### OBJECTIVE
Which lines of the items below contain the word "glass"? Show each of them, matching case exactly.

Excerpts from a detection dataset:

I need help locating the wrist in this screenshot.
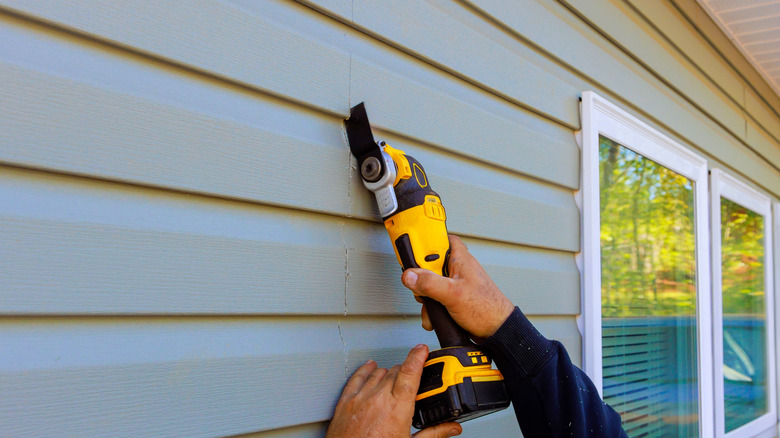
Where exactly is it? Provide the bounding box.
[482,297,515,338]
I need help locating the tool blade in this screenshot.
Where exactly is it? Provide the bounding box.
[345,102,379,160]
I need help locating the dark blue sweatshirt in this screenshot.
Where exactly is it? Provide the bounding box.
[482,307,627,438]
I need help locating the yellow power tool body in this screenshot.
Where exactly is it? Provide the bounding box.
[346,103,509,429]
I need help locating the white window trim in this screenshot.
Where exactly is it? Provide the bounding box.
[578,91,714,437]
[710,169,777,438]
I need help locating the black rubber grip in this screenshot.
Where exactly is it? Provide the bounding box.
[395,234,472,348]
[423,297,471,348]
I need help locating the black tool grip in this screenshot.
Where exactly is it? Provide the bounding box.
[422,297,471,348]
[395,234,471,348]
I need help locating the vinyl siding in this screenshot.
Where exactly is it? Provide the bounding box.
[0,0,780,438]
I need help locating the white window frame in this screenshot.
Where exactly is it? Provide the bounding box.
[710,169,777,438]
[578,91,714,437]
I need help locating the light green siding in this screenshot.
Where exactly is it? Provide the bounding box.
[0,0,780,438]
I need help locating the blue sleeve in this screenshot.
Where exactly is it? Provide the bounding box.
[482,308,627,437]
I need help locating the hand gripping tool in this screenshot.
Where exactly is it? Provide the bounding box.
[345,103,509,429]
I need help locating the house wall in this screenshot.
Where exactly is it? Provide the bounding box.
[0,0,780,438]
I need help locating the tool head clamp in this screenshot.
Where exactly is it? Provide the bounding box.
[345,102,398,217]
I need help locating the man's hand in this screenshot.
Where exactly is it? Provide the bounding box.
[325,345,463,438]
[401,235,515,339]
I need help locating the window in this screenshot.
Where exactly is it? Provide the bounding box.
[711,169,776,437]
[581,92,714,437]
[577,92,780,438]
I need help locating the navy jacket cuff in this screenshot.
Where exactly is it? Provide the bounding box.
[482,307,555,379]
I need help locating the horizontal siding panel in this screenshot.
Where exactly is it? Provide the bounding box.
[629,0,745,105]
[745,119,780,176]
[745,89,780,145]
[0,18,350,214]
[302,0,582,127]
[245,406,520,438]
[351,54,579,189]
[566,0,745,140]
[0,318,444,437]
[669,0,780,111]
[0,318,345,437]
[0,16,579,250]
[244,422,330,438]
[473,0,780,194]
[2,0,349,113]
[0,169,348,314]
[0,167,579,315]
[352,135,579,252]
[465,239,580,314]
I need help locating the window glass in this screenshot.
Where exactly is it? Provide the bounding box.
[599,136,699,437]
[720,197,768,432]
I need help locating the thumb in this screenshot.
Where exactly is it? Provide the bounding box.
[401,268,455,307]
[412,423,463,438]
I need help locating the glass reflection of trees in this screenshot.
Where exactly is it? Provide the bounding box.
[599,137,696,317]
[720,198,768,431]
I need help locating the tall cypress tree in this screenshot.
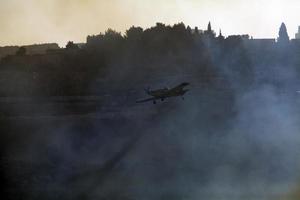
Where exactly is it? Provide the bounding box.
[277,23,290,44]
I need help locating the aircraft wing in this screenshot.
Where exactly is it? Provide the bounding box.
[136,97,156,103]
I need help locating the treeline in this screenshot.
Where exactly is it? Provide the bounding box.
[0,23,300,96]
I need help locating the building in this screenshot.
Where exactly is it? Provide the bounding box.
[295,26,300,40]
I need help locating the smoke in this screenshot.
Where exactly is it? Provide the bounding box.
[1,28,300,199]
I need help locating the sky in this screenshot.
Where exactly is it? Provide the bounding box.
[0,0,300,46]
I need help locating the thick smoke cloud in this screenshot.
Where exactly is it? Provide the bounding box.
[1,22,300,199]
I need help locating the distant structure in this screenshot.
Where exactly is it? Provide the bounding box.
[277,23,290,44]
[218,29,225,40]
[204,22,216,38]
[295,26,300,40]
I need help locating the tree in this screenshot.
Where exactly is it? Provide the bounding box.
[16,47,27,56]
[125,26,143,40]
[66,41,79,49]
[277,23,290,44]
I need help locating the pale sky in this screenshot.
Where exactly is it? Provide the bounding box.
[0,0,300,46]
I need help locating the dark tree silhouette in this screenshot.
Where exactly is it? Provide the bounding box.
[66,41,79,49]
[277,23,290,44]
[16,47,27,56]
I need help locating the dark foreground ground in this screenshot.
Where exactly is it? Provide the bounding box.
[0,87,300,200]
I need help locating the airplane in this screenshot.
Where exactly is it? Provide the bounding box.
[136,82,190,104]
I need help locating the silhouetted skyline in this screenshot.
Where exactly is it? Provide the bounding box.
[0,0,300,46]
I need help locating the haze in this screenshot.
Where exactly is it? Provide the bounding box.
[0,0,300,46]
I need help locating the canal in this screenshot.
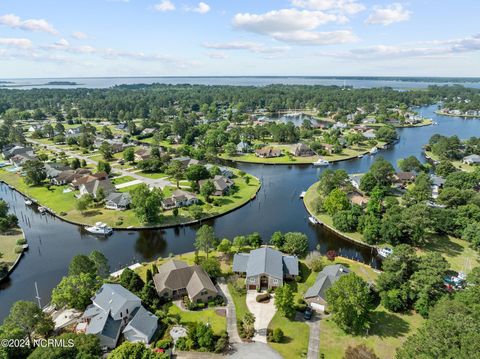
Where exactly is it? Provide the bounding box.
[0,106,480,319]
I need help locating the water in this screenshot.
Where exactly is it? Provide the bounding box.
[0,106,480,318]
[0,76,480,90]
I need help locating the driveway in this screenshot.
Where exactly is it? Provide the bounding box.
[247,290,277,343]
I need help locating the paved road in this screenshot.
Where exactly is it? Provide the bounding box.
[27,138,173,189]
[218,278,242,344]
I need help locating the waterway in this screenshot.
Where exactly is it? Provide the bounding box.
[0,106,480,320]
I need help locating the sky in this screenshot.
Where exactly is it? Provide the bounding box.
[0,0,480,78]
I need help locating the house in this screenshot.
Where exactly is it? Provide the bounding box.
[393,172,417,186]
[237,141,251,153]
[153,260,219,303]
[291,143,315,157]
[134,148,151,162]
[255,147,282,158]
[162,189,198,210]
[81,284,157,349]
[79,178,115,198]
[233,247,299,289]
[198,175,235,196]
[303,264,350,311]
[105,192,131,211]
[462,155,480,165]
[122,306,158,344]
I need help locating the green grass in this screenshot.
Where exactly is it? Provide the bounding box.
[268,312,310,358]
[0,229,24,266]
[168,304,227,334]
[320,306,424,359]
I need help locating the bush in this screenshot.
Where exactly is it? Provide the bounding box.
[255,293,271,303]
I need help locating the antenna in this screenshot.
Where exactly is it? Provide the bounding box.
[35,282,42,309]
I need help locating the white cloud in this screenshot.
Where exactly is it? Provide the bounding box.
[203,41,290,54]
[72,31,88,40]
[0,14,58,35]
[185,1,210,14]
[292,0,365,15]
[0,37,32,49]
[365,3,412,26]
[153,0,175,12]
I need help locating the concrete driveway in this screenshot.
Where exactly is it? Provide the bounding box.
[247,290,277,343]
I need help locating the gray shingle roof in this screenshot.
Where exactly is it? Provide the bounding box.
[304,264,350,301]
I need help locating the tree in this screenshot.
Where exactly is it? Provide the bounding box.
[194,224,216,259]
[22,160,47,186]
[327,272,371,334]
[283,232,308,257]
[275,283,295,318]
[68,254,97,275]
[200,258,222,278]
[3,300,54,343]
[123,147,135,162]
[52,273,101,310]
[323,188,351,216]
[97,161,112,174]
[130,183,163,223]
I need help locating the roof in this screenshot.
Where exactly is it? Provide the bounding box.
[304,264,350,301]
[92,284,141,316]
[123,306,158,340]
[233,247,298,278]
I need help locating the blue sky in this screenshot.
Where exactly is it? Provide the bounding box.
[0,0,480,78]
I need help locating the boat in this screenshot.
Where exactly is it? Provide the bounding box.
[377,248,393,258]
[313,158,330,166]
[85,222,113,236]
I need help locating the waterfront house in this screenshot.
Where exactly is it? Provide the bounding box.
[105,192,131,211]
[162,189,198,210]
[303,264,350,312]
[77,284,158,349]
[233,247,299,289]
[292,143,315,157]
[462,155,480,165]
[153,260,219,303]
[255,147,282,158]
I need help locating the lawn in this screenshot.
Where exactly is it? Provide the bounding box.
[0,229,23,266]
[168,304,227,334]
[320,306,424,359]
[268,312,310,358]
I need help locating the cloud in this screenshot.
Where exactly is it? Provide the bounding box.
[203,41,290,54]
[292,0,365,15]
[365,3,412,26]
[0,37,32,49]
[0,14,58,35]
[232,9,357,45]
[153,0,175,12]
[72,31,88,40]
[185,1,210,14]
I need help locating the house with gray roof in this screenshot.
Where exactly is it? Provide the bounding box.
[81,284,157,349]
[303,264,350,311]
[233,247,299,289]
[153,260,219,303]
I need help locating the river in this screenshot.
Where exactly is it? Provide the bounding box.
[0,106,480,319]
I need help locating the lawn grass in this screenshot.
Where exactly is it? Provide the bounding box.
[320,306,424,359]
[168,304,227,335]
[0,229,24,267]
[268,312,310,358]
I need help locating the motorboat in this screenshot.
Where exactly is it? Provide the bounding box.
[85,222,113,236]
[313,158,330,166]
[377,248,393,258]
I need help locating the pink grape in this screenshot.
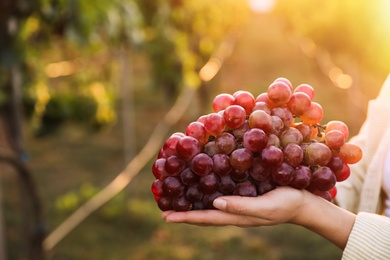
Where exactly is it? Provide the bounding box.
[233,91,255,115]
[151,77,363,211]
[212,154,233,176]
[191,153,213,176]
[294,84,314,100]
[215,132,236,154]
[176,136,200,160]
[324,130,345,149]
[267,81,292,106]
[287,92,311,116]
[243,128,268,152]
[300,102,324,125]
[223,105,246,129]
[261,145,284,167]
[213,93,234,112]
[304,143,332,166]
[272,162,294,186]
[248,110,272,133]
[204,113,225,136]
[185,121,209,145]
[274,77,293,91]
[230,148,253,171]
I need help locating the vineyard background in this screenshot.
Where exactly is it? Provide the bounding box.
[0,0,390,260]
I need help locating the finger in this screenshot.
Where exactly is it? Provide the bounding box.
[213,196,271,218]
[161,210,267,227]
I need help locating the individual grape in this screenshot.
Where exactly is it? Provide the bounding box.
[310,125,325,143]
[328,186,337,200]
[172,196,192,211]
[272,162,294,186]
[233,90,255,115]
[294,123,312,143]
[152,179,164,197]
[255,92,276,108]
[287,92,311,116]
[334,163,351,182]
[151,78,363,211]
[199,172,219,194]
[274,77,293,91]
[191,153,213,176]
[256,178,278,195]
[162,134,182,158]
[233,181,257,197]
[232,120,250,140]
[202,191,223,209]
[243,128,268,153]
[252,101,271,115]
[165,155,186,176]
[196,115,207,125]
[223,105,246,129]
[270,116,285,136]
[248,110,272,133]
[267,134,281,147]
[186,184,204,202]
[230,169,249,182]
[300,102,324,125]
[212,154,233,176]
[325,120,349,140]
[162,176,184,197]
[230,148,253,171]
[289,165,312,189]
[176,136,200,161]
[218,175,236,194]
[185,121,209,145]
[324,130,345,149]
[261,145,284,167]
[192,200,206,210]
[338,143,363,164]
[271,107,293,129]
[152,158,168,180]
[248,157,271,181]
[213,93,234,113]
[215,132,236,154]
[294,84,314,100]
[203,110,226,136]
[279,127,303,147]
[157,196,173,211]
[180,167,199,186]
[267,81,292,106]
[283,143,303,167]
[326,155,344,173]
[310,166,337,191]
[304,143,332,166]
[203,141,218,157]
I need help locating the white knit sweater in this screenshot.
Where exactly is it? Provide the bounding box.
[335,75,390,259]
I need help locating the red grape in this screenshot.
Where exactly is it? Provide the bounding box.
[151,77,363,211]
[213,93,234,112]
[223,105,246,129]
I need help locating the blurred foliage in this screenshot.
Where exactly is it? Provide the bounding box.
[0,0,248,137]
[137,0,250,101]
[274,0,390,73]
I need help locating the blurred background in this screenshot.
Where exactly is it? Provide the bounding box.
[0,0,390,260]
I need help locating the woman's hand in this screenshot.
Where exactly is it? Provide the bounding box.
[162,187,306,227]
[162,187,356,249]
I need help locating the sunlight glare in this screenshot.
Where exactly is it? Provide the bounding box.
[249,0,275,13]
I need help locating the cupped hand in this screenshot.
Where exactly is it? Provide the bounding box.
[162,187,308,227]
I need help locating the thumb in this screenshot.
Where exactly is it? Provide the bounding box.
[213,196,258,215]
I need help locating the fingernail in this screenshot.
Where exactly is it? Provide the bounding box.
[213,198,227,210]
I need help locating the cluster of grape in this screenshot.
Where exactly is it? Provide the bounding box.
[152,78,362,211]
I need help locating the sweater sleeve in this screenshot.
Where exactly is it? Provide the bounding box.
[342,212,390,260]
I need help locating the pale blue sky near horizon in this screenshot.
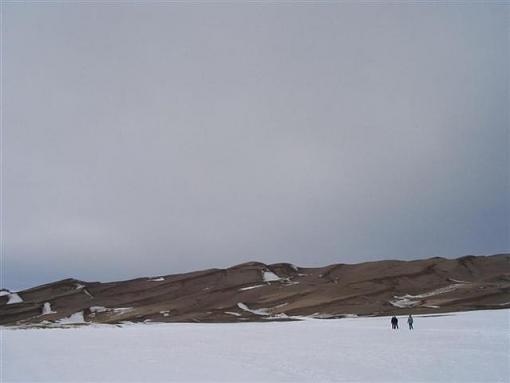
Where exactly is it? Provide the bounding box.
[2,2,510,289]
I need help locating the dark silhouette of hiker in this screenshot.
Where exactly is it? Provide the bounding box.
[407,314,414,330]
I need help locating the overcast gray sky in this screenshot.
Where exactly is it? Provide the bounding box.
[2,2,510,288]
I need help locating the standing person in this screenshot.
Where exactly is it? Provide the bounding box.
[391,316,398,330]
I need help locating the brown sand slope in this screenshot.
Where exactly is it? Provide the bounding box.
[0,254,510,325]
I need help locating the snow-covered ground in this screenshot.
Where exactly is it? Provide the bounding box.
[0,310,510,383]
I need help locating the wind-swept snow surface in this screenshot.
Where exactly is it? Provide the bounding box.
[2,309,510,382]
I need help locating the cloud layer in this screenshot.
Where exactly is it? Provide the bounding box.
[3,3,510,288]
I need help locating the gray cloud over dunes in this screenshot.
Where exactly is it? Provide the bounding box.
[2,3,510,288]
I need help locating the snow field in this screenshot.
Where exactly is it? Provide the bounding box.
[2,310,510,383]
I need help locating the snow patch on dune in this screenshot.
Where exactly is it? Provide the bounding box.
[262,271,281,282]
[7,293,23,305]
[239,285,266,291]
[237,302,270,316]
[42,302,57,315]
[57,311,87,324]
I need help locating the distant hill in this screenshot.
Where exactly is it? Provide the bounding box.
[0,254,510,326]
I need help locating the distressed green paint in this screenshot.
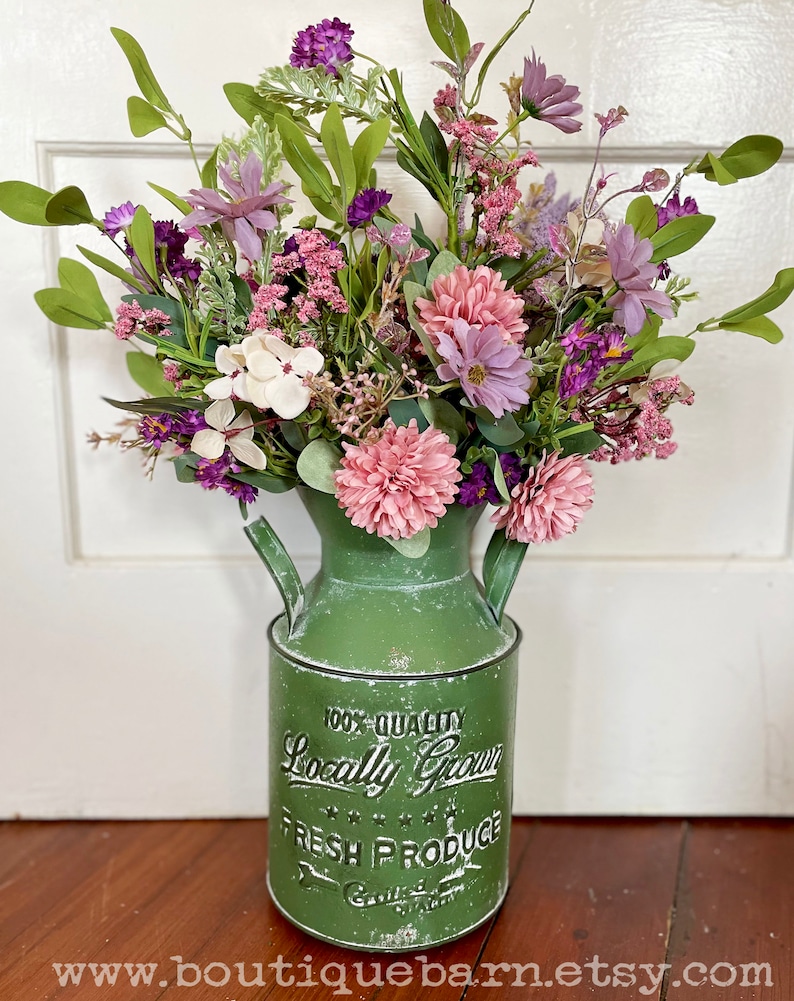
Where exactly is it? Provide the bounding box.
[250,490,520,951]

### FULL OUTPUT
I need help locating the window glass in this screenshot.
I need help locating the glass reflection of trees in this screenshot.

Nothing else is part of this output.